__YOUR TASK__: Transcribe the passage below on the French opposition to same-sex marriage word for word, from its first line to its last.

__TEXT EXCERPT__:
Mon Jan 14, 2013 at 23:00:32 PM EST


It appears that the French people are resisting their government's obsession to join the ranks of those civilized nations who now accept as "inevitable" the imposition of "marriage equality". Had the American mainstream media not played down the most recent - & largest - protest in France (with an estimated count of between 800,000 to 1,000,000 angry demonstrators drawn from across the nation), viewers would have been startled to discover some interesting tidbits about those in the French opposition who resist "marriage equality" being mandated by government fiat:

The three most prominent spokespeople are unlikely characters: "Frigide Barjot," a bleached-blonde comedienne famous for hanging out with male strippers at the Banana Café, and author of "Confessions of a Branchée Catholic"; Xavier Bongibault, a young gay atheist in Paris who fights against the "deep homophobia" of the LGBT movement, believing it disgraces gays to assume that they cannot have political views "except according to their sexual urges"; and Laurence Tcheng, a disaffected leftist who voted for President François Hollande but disdains the way that the same-sex marriage bill is being forced through Parliament.

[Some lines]
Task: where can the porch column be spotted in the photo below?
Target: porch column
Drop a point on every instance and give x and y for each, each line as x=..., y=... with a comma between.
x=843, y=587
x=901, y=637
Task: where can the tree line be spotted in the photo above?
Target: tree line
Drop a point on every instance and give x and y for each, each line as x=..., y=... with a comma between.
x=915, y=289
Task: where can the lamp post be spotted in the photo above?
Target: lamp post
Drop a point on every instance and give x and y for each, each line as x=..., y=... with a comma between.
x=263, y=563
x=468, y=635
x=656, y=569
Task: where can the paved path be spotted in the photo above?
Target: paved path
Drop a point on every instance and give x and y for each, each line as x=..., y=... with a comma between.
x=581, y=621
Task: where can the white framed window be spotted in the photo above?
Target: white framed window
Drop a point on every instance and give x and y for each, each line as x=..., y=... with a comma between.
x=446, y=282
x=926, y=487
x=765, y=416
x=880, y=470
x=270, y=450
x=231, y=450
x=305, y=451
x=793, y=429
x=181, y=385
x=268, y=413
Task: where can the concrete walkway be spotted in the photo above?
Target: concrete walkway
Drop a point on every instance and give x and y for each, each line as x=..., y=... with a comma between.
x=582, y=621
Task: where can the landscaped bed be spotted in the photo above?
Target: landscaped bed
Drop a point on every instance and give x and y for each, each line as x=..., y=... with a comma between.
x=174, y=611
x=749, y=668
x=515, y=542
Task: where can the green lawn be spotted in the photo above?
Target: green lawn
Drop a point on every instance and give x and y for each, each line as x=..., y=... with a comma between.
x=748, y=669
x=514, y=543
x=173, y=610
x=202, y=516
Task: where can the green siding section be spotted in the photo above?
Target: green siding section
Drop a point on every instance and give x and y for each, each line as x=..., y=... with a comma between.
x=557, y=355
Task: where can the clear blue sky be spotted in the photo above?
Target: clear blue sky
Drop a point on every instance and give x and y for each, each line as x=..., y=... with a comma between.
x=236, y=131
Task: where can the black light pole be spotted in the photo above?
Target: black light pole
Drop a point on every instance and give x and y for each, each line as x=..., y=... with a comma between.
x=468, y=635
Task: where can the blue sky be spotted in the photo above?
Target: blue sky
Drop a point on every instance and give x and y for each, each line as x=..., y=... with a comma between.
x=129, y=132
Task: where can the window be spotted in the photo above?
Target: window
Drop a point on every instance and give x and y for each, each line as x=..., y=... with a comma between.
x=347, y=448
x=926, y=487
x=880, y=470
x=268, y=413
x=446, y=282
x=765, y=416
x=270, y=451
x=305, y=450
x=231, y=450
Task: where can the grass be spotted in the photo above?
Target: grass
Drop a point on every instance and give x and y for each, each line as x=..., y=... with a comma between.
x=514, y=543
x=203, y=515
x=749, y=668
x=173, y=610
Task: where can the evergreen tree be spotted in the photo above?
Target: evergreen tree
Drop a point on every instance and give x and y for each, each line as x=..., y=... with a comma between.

__REPLY TO THE EXERCISE__:
Mon Jan 14, 2013 at 23:00:32 PM EST


It appears that the French people are resisting their government's obsession to join the ranks of those civilized nations who now accept as "inevitable" the imposition of "marriage equality". Had the American mainstream media not played down the most recent - & largest - protest in France (with an estimated count of between 800,000 to 1,000,000 angry demonstrators drawn from across the nation), viewers would have been startled to discover some interesting tidbits about those in the French opposition who resist "marriage equality" being mandated by government fiat:

The three most prominent spokespeople are unlikely characters: "Frigide Barjot," a bleached-blonde comedienne famous for hanging out with male strippers at the Banana Café, and author of "Confessions of a Branchée Catholic"; Xavier Bongibault, a young gay atheist in Paris who fights against the "deep homophobia" of the LGBT movement, believing it disgraces gays to assume that they cannot have political views "except according to their sexual urges"; and Laurence Tcheng, a disaffected leftist who voted for President François Hollande but disdains the way that the same-sex marriage bill is being forced through Parliament.